__Material provided__.

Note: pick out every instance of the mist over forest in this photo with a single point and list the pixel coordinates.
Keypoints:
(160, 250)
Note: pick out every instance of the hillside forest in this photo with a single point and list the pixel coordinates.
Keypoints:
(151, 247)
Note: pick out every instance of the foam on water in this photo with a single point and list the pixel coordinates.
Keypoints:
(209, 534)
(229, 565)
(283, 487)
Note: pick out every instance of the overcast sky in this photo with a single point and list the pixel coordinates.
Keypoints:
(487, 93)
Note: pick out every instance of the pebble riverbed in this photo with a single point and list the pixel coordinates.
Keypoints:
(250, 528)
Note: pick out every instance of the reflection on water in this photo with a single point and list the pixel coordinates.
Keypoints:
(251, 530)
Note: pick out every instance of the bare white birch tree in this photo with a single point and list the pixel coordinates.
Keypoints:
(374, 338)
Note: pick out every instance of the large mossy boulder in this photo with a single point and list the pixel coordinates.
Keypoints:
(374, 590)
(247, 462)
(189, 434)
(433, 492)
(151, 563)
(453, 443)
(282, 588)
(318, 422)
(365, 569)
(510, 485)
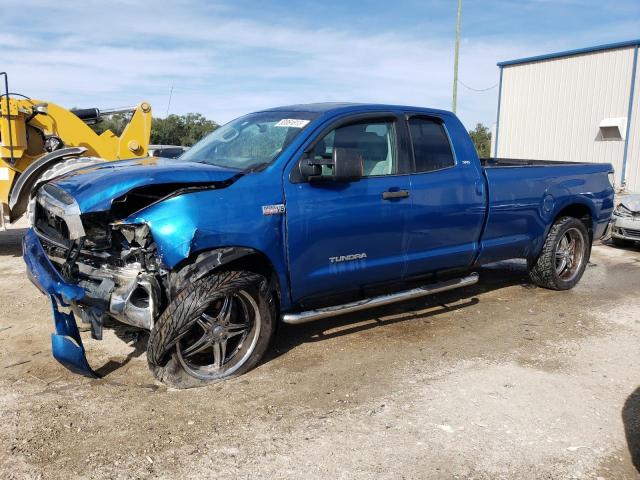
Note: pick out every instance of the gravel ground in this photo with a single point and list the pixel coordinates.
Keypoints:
(500, 380)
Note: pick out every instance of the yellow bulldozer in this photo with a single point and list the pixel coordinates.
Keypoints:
(41, 140)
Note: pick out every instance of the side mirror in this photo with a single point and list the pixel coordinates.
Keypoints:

__Exercise aim__. The records above should be output exactly, but without any of their pictures.

__Finished task__.
Note: pick out every instance of the mist over forest in this photo with a single point and list the pixel coordinates.
Keypoints:
(160, 250)
Note: pick out every instance of the hillside forest in this photo with a single point and list the pixel coordinates.
Keypoints:
(151, 247)
Note: pick out every instance of the foam on water in this photo with a single point and list the pixel coordinates.
Keypoints:
(209, 534)
(229, 565)
(283, 487)
Note: pick out every instance of the overcast sky in this photo with a single point and list the pixel coordinates.
Keypoints:
(487, 93)
Note: pick out every instance of the pebble riverbed in this photo with a single point and list the pixel coordinates.
Keypoints:
(250, 528)
Note: pick out every instance of the reflection on water in this photo with a single point and list the pixel coordinates.
Keypoints:
(251, 530)
Note: pick out every instance of the bare white birch tree in this photo with a single point and list the pixel coordinates.
Keypoints:
(374, 338)
Note: pick out every instance of the large mossy boulder in this photo with a single point and list the pixel coordinates.
Keypoints:
(374, 590)
(247, 462)
(189, 434)
(433, 492)
(151, 563)
(453, 443)
(282, 588)
(318, 422)
(365, 569)
(510, 485)
Note: pick out every instance of the gravel ground in this photo with a single point and list the pixel coordinates.
Keypoints:
(500, 380)
Note: pick out every instance of the yellow bulldozer in this photo with a single point and list the pixel coordinates.
Keypoints:
(41, 140)
Note: pick out every instance of the side mirror in this photo with a single point and list the pixel coordinates.
Keypoints:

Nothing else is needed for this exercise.